Problem set:
1 > From the pandas thread, list the existing columns that the asker's first three lines of code check against 'NO' or 'YES'.
2 > How many lines of the entries contain the string "hair", with case counting? Reply with the number alone.

Selection:

>> BEGIN

Reputation: 197
I am new to pandas and I am creating new columns based on conditions from other existing columns using the following code:
df.loc[(df.item1_existing=='NO') & (df.item1_sold=='YES'),'unit_item1']=1
df.loc[(df.item2_existing=='NO') & (df.item2_sold=='YES'),'unit_item2']=1
df.loc[(df.item3_existing=='NO') & (df.item3_sold=='YES'),'unit_item3']=1
Basically, what this means is that if item is NOT existing ('NO') and the item IS sold ('YES') then give me a 1. This works to create 3 new columns but I am thinking there is a better way. As you can see, there is a repeated string in the name of the columns: '_existing' and '_sold'. I am trying to create a for loop that will look for the name of the column that ends with that specific word and concatenate the beginning, something like this:
unit_cols = ['item1','item2','item3']
for i in unit_cols:
df.loc[('df.'+i+'_existing'=='NO') & ('df'+i+'_sold'=='YES'),'unit_'+i]=1
but of course, it doesn't work. As I said, I am able to make it work with the initial example, but I would like to have fewer lines of code instead of repeating the same code because I need to create several columns this way, not just three. Is there a way to make this easier? is the for loop the best option? Thank you.
Upvotes: 1
Views: 229
Reputation: 164623
You can use Boolean series, i.e. True
/ False
depending on whether your condition is met. Coupled with pd.Series.eq
and f-strings (PEP498, Python 3.6+), and using __getitem__
(or its syntactic sugar []
) to allow string inputs, you can write your logic more readably:
unit_cols = ['item1','item2','item3']
for i in unit_cols:
df[f'unit_{i}'] = df[f'{i}_existing'].eq('NO') & df[f'{i}_sold'].eq('YES')
If you need integers (1
/ 0
) instead of Boolean values, you can convert via astype
:
df[f'unit_{i}'] = df[f'unit_{i}'].astype(int)
Upvotes: 2

>> END

Working data:
>> BEGIN

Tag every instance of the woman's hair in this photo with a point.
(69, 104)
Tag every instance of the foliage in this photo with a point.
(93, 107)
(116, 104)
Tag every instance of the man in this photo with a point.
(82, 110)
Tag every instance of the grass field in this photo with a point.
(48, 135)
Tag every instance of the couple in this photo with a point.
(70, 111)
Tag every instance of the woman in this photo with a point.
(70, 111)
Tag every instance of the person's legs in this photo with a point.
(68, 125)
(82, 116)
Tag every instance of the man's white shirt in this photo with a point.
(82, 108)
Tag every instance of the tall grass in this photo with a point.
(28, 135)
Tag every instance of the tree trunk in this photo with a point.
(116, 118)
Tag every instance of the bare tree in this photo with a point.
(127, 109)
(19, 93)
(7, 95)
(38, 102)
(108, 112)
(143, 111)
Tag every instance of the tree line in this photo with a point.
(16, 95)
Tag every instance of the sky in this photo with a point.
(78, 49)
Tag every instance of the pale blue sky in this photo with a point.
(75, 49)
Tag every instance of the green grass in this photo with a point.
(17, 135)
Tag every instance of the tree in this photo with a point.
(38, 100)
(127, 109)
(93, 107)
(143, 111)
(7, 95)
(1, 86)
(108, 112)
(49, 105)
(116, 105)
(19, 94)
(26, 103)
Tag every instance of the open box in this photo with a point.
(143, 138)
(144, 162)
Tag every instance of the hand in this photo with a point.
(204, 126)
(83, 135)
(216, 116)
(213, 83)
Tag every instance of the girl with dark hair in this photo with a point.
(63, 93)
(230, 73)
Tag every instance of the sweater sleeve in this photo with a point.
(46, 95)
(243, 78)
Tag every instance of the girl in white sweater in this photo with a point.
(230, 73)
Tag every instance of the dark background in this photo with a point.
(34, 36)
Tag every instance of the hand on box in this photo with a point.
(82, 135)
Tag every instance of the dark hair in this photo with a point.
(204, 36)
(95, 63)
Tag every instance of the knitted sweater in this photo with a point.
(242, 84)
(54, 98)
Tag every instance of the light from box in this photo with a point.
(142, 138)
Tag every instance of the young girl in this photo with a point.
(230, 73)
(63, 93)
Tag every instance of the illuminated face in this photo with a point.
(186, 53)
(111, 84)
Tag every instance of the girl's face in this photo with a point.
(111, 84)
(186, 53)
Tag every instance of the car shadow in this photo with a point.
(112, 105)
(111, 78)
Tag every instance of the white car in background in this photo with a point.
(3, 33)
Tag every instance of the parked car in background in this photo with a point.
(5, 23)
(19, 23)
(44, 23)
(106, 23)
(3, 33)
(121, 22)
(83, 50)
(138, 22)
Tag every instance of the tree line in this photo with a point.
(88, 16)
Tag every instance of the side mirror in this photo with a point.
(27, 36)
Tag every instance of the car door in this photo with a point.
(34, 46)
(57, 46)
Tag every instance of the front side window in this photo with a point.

>> END

Full answers:
1 > item1_existing, item1_sold, item2_existing, item2_sold, item3_existing, item3_sold

2 > 3